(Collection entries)
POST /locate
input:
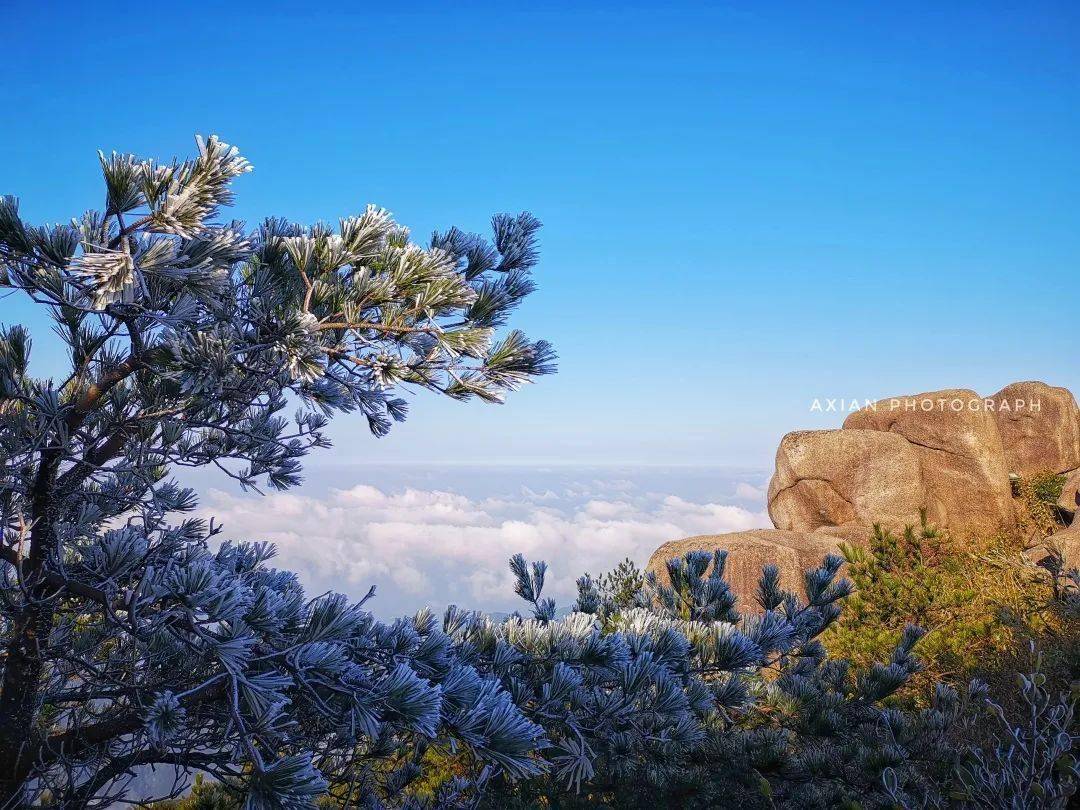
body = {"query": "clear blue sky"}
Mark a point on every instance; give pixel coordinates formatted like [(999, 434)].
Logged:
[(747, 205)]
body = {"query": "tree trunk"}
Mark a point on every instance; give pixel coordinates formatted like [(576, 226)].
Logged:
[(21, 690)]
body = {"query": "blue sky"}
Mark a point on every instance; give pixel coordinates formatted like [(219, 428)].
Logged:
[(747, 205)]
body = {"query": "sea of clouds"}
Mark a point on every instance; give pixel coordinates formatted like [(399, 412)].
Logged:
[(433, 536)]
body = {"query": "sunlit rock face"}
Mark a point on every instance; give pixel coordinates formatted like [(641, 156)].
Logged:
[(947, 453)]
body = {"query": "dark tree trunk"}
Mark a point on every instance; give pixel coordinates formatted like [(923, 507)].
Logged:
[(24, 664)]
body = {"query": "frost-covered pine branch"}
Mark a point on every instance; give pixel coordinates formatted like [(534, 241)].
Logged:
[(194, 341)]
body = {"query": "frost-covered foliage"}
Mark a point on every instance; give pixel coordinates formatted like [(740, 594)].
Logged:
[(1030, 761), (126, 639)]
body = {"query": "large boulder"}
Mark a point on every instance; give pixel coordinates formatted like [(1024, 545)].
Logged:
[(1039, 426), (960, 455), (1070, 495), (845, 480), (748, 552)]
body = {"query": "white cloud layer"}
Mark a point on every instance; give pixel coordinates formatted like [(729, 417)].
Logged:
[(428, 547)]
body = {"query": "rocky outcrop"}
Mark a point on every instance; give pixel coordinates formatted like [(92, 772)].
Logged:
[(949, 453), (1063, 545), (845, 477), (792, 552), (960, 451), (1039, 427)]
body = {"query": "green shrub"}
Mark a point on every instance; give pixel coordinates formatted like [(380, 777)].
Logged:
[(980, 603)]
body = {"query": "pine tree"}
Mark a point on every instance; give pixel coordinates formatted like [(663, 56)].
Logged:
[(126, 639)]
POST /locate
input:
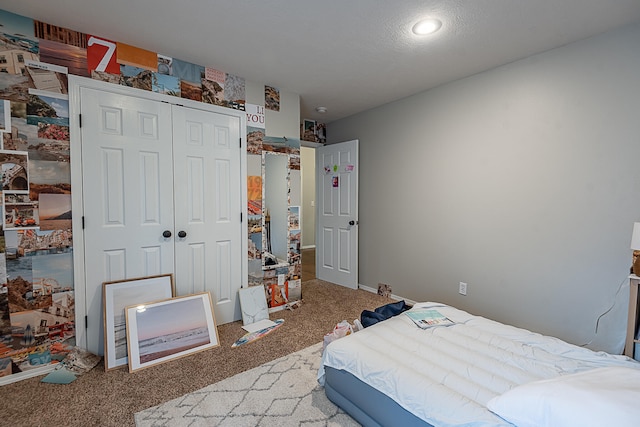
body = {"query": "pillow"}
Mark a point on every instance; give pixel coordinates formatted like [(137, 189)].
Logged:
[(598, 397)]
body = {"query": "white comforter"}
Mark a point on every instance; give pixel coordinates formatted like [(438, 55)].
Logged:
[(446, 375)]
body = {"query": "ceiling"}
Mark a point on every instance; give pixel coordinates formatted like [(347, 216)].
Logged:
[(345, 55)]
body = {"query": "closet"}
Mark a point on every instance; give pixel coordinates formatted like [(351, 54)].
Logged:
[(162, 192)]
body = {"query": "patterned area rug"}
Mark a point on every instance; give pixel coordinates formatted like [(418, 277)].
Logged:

*WHAT IS REQUIRED:*
Change "Mark a point" to "Put a point" everywhere in these lines and write them out again with nothing else altered. Leave the pictures out.

*ANSWER BELOW:*
POST /locate
input:
body = {"query": "clear blue sky"}
Put a point on every instance; give pixel coordinates formatted like [(999, 434)].
Logged:
[(747, 205)]
body = {"query": "tree trunk"}
Put a point on every instance; give pixel coordinates formatted like [(576, 226)].
Logged:
[(21, 690)]
body = {"query": "blue sky"}
Put a point on every instance; give pixel coordinates formatted like [(219, 428)].
Logged:
[(747, 205)]
body = {"query": "sea of clouds"}
Put a point on every instance; give pixel coordinates formatted like [(399, 412)].
Logged:
[(433, 536)]
body = {"query": "sunlit rock face"}
Put a point on every instance; give pixel coordinates formatted like [(641, 156)].
Logged:
[(947, 453)]
body = {"query": "dark tree trunk"}
Put a point on every instance; give pixel coordinates formatted like [(923, 507)].
Logged:
[(24, 664)]
body = {"query": "frost-covered pine branch"}
Put a point on every instance; give pixel coordinates formatted like [(534, 241)].
Logged:
[(194, 341)]
body = {"query": "frost-covered foliage"}
Put a point on every instance; give pixel coordinates formatted like [(740, 594)].
Logged:
[(1030, 761), (126, 639)]
body = {"query": "large boulder"}
Put a point on every instance; give pixel coordinates formatted like [(1024, 545)].
Logged:
[(1039, 426), (960, 455), (1070, 495), (845, 480), (748, 552)]
body = {"query": "white cloud layer"}
Put a point on every instance; give pixel coordinates formatted like [(729, 417)].
Logged:
[(428, 547)]
body = {"query": "rocky outcrop"}
Put a point on every instance; give pixel coordinates formatted like [(92, 772)].
Logged:
[(949, 453), (1063, 545), (845, 477), (792, 552), (960, 451), (1039, 427)]
body = {"query": "green shrub"}
Put a point on every instance; give pixel coordinates formatted like [(380, 777)].
Logged:
[(980, 603)]
body = {"query": "pine tree"}
Put a point on every instance; give pixel coordinates formatted like [(663, 56)].
Logged:
[(126, 639)]
POST /locate
input:
body = {"query": "pillow"}
Put a point on every instance; give pixel coordinates formatted like [(137, 189)].
Logged:
[(598, 397)]
body = {"query": "white comforter"}
Put a point on every instance; give pixel coordinates formatted like [(438, 55)].
Logged:
[(446, 375)]
body = {"query": "ceiling"}
Put a point on every instance; give pixel coordinates formatted like [(347, 216)].
Logged:
[(345, 55)]
body = {"query": "closet"}
Put a point on every instance; give pixel coordinates formatted like [(351, 54)].
Logged:
[(162, 192)]
body = {"query": "patterned area rug"}
Put a point on every instance; give pixel coordinates formatted like [(418, 277)].
Logged:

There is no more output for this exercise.